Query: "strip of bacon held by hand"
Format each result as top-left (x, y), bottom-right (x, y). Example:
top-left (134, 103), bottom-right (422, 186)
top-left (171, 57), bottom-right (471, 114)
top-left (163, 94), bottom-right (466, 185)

-*-*-

### YOUR OBJECTIVE
Can you render every line of the listing above as a Markdown table with columns "Row" and "Line," numbering the rows and skipping any blank lines?

### RESPONSE
| Row | Line |
|---|---|
| 1 | Query: "strip of bacon held by hand" |
| 2 | Format each result as top-left (x, y), bottom-right (x, y). Example: |
| 3 | top-left (134, 103), bottom-right (422, 186) |
| 4 | top-left (171, 57), bottom-right (471, 114) |
| 5 | top-left (163, 94), bottom-right (466, 185) |